Extracted records:
--- START ---

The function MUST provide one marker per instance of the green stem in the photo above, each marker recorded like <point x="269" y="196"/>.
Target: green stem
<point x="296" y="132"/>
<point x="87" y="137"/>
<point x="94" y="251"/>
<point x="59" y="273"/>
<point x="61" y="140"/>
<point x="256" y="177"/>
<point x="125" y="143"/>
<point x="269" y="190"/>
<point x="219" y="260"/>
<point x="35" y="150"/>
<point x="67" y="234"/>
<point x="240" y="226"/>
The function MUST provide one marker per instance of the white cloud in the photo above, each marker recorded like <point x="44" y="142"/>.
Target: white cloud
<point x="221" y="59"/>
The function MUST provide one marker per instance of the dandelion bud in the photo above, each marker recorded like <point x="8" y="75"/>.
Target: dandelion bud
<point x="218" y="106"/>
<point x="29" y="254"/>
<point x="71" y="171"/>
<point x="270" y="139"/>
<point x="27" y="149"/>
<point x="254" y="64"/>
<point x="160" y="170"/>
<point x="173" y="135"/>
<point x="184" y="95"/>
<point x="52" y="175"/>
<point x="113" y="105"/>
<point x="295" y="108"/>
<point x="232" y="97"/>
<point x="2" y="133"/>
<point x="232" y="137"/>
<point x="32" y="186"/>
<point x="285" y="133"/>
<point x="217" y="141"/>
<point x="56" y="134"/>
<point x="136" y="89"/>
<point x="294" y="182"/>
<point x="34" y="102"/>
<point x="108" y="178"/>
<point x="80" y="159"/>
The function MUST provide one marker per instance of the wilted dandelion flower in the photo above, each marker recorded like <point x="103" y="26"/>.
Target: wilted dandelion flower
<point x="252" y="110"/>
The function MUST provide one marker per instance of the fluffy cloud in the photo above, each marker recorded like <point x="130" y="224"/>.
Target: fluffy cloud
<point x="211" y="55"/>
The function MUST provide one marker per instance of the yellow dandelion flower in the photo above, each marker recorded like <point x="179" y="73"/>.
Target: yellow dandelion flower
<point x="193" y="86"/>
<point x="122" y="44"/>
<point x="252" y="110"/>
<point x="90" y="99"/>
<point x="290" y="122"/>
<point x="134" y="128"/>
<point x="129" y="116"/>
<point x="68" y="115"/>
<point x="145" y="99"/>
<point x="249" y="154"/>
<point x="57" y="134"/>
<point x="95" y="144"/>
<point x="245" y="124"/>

--- END ---

> Required action: Search the records above for "marker" and copy every line that has it.

> Response:
The function MUST provide one marker per instance of the green stem in the photo above, each marker recorded like <point x="269" y="196"/>.
The function MUST provide one marker per instance of the white cloud in the photo above, each marker recorded like <point x="44" y="142"/>.
The function MUST provide one marker per instance of the dandelion bud in the photo above, each marker recorded like <point x="8" y="75"/>.
The function MUST provide one marker per instance of the wilted dandelion flower in the photo above, each marker recorded like <point x="103" y="26"/>.
The function MUST provide one marker per instance of the fluffy cloud in the photo above, each marker recorded like <point x="130" y="224"/>.
The function MUST provide one marker per instance of the yellow dandelion flower in the photo above, each marker recorded like <point x="179" y="73"/>.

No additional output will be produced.